** Region labeling entries **
* Begin *

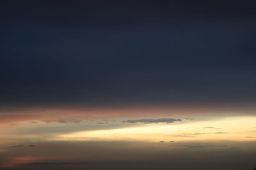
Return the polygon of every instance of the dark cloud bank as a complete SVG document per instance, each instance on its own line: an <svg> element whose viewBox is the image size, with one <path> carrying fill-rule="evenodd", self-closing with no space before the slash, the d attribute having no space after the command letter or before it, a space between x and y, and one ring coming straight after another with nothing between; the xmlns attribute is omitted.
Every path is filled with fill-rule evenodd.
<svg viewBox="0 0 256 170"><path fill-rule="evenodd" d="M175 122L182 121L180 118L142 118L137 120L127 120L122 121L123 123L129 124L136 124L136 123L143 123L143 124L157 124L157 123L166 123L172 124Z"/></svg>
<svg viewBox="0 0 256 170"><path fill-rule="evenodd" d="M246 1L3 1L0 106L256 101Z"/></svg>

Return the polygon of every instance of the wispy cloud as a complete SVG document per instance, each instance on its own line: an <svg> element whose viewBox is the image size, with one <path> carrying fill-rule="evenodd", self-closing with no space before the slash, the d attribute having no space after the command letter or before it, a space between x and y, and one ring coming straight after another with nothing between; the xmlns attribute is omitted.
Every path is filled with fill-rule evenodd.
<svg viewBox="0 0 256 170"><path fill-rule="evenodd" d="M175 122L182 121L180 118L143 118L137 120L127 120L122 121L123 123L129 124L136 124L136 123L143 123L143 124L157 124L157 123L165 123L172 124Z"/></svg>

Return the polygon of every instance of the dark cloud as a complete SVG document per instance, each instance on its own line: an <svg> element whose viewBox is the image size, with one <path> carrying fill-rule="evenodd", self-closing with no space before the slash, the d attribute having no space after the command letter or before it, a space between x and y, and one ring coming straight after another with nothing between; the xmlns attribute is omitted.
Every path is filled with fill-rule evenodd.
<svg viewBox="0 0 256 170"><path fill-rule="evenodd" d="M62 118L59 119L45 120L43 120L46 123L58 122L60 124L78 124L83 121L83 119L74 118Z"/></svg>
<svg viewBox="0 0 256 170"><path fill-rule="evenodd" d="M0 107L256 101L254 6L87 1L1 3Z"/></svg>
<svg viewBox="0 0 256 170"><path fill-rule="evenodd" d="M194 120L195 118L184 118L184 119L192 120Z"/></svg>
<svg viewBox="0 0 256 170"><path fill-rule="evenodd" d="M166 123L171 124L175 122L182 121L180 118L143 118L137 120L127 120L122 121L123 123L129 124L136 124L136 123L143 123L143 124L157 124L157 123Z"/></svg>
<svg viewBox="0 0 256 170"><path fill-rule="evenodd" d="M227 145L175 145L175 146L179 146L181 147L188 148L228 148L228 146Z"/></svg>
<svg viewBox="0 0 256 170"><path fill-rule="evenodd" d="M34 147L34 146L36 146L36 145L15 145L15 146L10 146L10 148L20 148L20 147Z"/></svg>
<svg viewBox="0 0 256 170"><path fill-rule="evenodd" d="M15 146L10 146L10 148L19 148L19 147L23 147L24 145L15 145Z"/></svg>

* End *

** Requirement **
Switch "wispy cloud" to "thin cloud" everywhere in the listing and write the whole listing out again with nothing else changed. Leave the pictures out.

** Correct answer **
Return the polygon of every instance of the dark cloud bank as a complete SVG document per instance, each instance on its own line: an <svg> element whose viewBox is the image size, with one <path> carrying fill-rule="evenodd", self-closing with no space before the slash, the d attribute having no space after the command letter or before it, a space between x and y, and one ring coming straight after another with nothing between; the xmlns attribute is omitted.
Every path is filled with fill-rule evenodd.
<svg viewBox="0 0 256 170"><path fill-rule="evenodd" d="M175 122L182 121L180 118L142 118L137 120L127 120L122 121L123 123L129 124L136 124L136 123L143 123L143 124L157 124L157 123L166 123L172 124Z"/></svg>
<svg viewBox="0 0 256 170"><path fill-rule="evenodd" d="M246 1L3 1L0 106L256 101Z"/></svg>

Return the polygon of every instance of the thin cloud as a complete SVG document per instance, each instance on its own line: an <svg> element whose viewBox is the image size, with one <path> carrying fill-rule="evenodd", self-closing with no space before the slash, the d attribute having no space after the command letter or before it, a space between x and y, and one ring coming straight after another with nothing between; the xmlns attribute is omitted.
Every path is filled with fill-rule evenodd.
<svg viewBox="0 0 256 170"><path fill-rule="evenodd" d="M175 122L182 121L180 118L143 118L137 120L127 120L122 121L123 123L129 124L136 124L136 123L143 123L143 124L157 124L157 123L165 123L172 124Z"/></svg>

Return the polygon of every instance of the dark cloud as a complete SVG document per instance, each instance on its own line: an <svg> element whose viewBox is the image size, with one <path> carrying fill-rule="evenodd", self-closing with no space before the slash, the d attribute having no space after the command letter or before it, a space between x and y, and one ring coming straight after another with nothing between; the xmlns attribute is omitted.
Every path is filled with fill-rule evenodd.
<svg viewBox="0 0 256 170"><path fill-rule="evenodd" d="M62 118L59 119L45 120L43 120L46 123L58 122L60 124L78 124L83 121L83 119L74 118Z"/></svg>
<svg viewBox="0 0 256 170"><path fill-rule="evenodd" d="M0 107L256 101L254 6L87 1L1 3Z"/></svg>
<svg viewBox="0 0 256 170"><path fill-rule="evenodd" d="M194 120L195 118L184 118L184 119L192 120Z"/></svg>
<svg viewBox="0 0 256 170"><path fill-rule="evenodd" d="M166 123L171 124L175 122L182 121L180 118L143 118L137 120L127 120L122 121L123 123L129 124L136 124L136 123L143 123L143 124L157 124L157 123Z"/></svg>
<svg viewBox="0 0 256 170"><path fill-rule="evenodd" d="M227 145L175 145L175 146L179 146L181 147L188 148L228 148L228 146Z"/></svg>
<svg viewBox="0 0 256 170"><path fill-rule="evenodd" d="M34 147L34 146L36 146L36 145L15 145L15 146L10 146L10 148L20 148L20 147Z"/></svg>
<svg viewBox="0 0 256 170"><path fill-rule="evenodd" d="M15 146L10 146L10 148L19 148L19 147L23 147L24 145L15 145Z"/></svg>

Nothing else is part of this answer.